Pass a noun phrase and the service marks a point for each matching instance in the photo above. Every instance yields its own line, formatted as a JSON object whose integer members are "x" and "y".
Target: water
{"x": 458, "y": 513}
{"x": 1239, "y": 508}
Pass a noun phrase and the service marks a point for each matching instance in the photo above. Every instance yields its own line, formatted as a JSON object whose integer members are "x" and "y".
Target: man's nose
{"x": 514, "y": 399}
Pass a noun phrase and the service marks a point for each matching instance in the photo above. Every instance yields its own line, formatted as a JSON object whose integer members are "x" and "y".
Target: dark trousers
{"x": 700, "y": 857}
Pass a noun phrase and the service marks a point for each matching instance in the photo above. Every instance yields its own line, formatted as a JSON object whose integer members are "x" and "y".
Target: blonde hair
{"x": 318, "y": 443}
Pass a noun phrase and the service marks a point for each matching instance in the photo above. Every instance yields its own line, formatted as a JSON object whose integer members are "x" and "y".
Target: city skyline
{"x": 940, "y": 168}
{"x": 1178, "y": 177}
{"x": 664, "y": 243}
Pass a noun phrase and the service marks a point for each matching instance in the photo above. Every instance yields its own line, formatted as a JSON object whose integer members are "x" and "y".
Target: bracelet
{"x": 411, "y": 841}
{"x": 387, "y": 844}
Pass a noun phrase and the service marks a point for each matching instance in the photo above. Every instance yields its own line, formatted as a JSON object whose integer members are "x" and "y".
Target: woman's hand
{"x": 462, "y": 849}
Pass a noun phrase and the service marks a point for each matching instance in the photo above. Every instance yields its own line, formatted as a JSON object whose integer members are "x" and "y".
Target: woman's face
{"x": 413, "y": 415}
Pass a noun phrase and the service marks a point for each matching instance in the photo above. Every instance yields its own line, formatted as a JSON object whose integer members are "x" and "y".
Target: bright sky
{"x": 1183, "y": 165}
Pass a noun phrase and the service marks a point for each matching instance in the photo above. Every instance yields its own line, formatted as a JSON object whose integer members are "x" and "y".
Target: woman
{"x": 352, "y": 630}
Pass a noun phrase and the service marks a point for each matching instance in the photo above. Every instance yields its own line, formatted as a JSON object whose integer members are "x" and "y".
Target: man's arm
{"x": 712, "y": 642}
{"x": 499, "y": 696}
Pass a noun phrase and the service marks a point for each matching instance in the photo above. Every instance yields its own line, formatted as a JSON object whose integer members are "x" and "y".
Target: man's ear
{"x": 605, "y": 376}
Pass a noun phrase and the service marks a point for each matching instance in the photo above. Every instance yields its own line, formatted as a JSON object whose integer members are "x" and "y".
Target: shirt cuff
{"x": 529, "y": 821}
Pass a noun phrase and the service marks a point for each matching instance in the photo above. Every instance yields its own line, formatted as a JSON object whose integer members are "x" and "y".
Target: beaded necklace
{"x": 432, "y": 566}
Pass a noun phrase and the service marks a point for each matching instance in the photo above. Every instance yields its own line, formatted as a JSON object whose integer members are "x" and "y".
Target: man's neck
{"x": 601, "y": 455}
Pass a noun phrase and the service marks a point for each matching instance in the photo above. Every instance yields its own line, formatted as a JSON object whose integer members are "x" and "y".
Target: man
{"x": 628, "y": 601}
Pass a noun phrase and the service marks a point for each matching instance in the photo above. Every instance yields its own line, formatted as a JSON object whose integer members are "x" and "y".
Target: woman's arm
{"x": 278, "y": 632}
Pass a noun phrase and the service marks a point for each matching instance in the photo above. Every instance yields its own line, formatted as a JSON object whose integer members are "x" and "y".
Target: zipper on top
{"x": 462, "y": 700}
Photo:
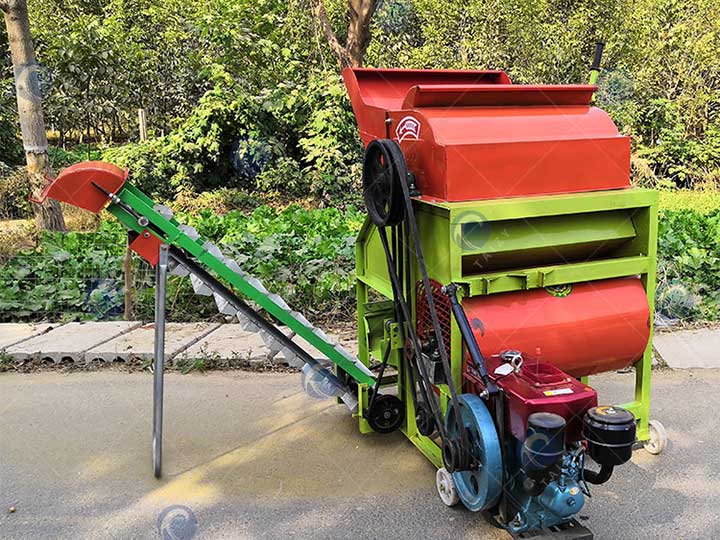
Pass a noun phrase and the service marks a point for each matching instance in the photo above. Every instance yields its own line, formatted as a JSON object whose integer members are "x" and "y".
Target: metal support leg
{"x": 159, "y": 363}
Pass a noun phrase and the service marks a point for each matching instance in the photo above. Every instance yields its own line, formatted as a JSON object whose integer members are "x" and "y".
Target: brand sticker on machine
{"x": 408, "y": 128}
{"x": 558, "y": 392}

==*==

What is being asked »
The records above are to be repeated exactly, apart from their pictures.

Answer for this exercise »
Pass a noun phrase and the service marks a point for each matching instance in the photo above. Every instance yields its own line, formatted as a JSON object whose integer members are "x" and "y".
Target: water
{"x": 458, "y": 513}
{"x": 1239, "y": 508}
Pass a noun phrase and the service marks a point for each matching instance in the photo above. Every instance yields its own line, formatted as a JSON object whose integer members are "x" and "y".
Target: man's nose
{"x": 514, "y": 399}
Pass a noun phrase and the service marks a point for each matching instance in the photo above. Every instance yields its own line, formatted as a JSON object whose integer members are "x" and "y".
Target: dark trousers
{"x": 700, "y": 857}
Pass a noun phrase and the service marks a point for each matching instance in the photo above. Every instance yields its own line, formatted as a JSON object whose integer members are "x" and "y".
Target: blonde hair
{"x": 318, "y": 443}
Pass a noun phrase and the service marks a point for each matching instance in the photo above. Every instance yields its own line, formatted as a JSON object whose integer members are "x" and "y".
Target: city skyline
{"x": 940, "y": 168}
{"x": 1178, "y": 177}
{"x": 664, "y": 243}
Pass a noun phrase and the service marks a point for each matching instance in the photo above. Every instance yields its own line, formatted as a JSON object whose integer members are "x" and "y".
Target: bracelet
{"x": 411, "y": 841}
{"x": 387, "y": 844}
Pass a noun phrase and the service marks a point for each matching instance in the photo above. Every instance yields its own line, formatted as a JSON object whose integer members are "x" and "y".
Target: woman's hand
{"x": 462, "y": 849}
Pass a noun phrase and the service marks a point for each matching instance in the photo above. Every instance yields its own line, formatted as a JSON object whose integer members are "x" and "y".
Target: woman's face
{"x": 413, "y": 415}
Pass a noun phrase and the service marks a point for each matching instance in the photo above. Every instance yields its own line, formatted as a JSON object whose integer members are "x" and "y".
Target: bright sky
{"x": 1183, "y": 165}
Pass a noun phrase and the service marks a point for each matching instance in the photo above. Every instance yields its own line, formatted as a JSON object whose integer members are "x" and "y".
Target: woman
{"x": 352, "y": 630}
Pass a noun phrase and the service marks a point for each matching instance in the photo above. Every instance yields its own line, formatted as a JSON object whose integer members are "x" and "y".
Target: man's arm
{"x": 712, "y": 642}
{"x": 499, "y": 696}
Pass a noun phrase and the service marks a point for each matching instance in the photo above. Every instance yields its own line, formatted as a JSON object whose integer members are "x" and "y".
Target: man's ear
{"x": 605, "y": 376}
Pass a noun phrase and the service marks a point for each matching instance in the photo above. Every instance yields its own line, formatted as a JSON object whose integer members are "x" and "y".
Target: shirt cuff
{"x": 529, "y": 821}
Pass a noun phrase and the service marks a point for each matching instance in the photo above. Every instance yields its own line, formatted as a JSON object whose integer members are "x" and "y".
Target: beaded necklace
{"x": 432, "y": 566}
Pass a noun phrase and the service marks a point for each matching instance in the photo above. Every instance yields its own line, formatted as a JSON object whose integer members are "x" and "y".
Target: man's neck
{"x": 601, "y": 455}
Pass a noun phrase and the service marks a point for each matching instance in the photo above. Every instance yields its own line, formatted as a JSON object whose integer members are "x" and "y".
Target: man
{"x": 628, "y": 601}
Pass a noun phrase and the service marks a point for each matching instance in the photo above. Every instance yields its own line, formatted as a JSON object whose integer members are "x" and "y".
Target: woman's arm
{"x": 278, "y": 632}
Pass a noun phrase and the service marks a point for each matching instance in the photo above. Every instance yields its own line, formatted as a JSON object whose integer members are "x" and "y".
Target: zipper on top
{"x": 462, "y": 700}
Photo:
Pass a noun phrase and the service marks a point for each matching instance in the photo above. Every instance yields its own line, formatted as a JSON object whose integer members are "x" and "y".
Target: metal support leg
{"x": 159, "y": 363}
Pass a noun phrase and the service marks a point for each matching instance in the photo above. Every instance yields its own line, formatted as a JSON object whose integer members are "x" and "y".
Target: brand sticker on machine
{"x": 408, "y": 128}
{"x": 558, "y": 392}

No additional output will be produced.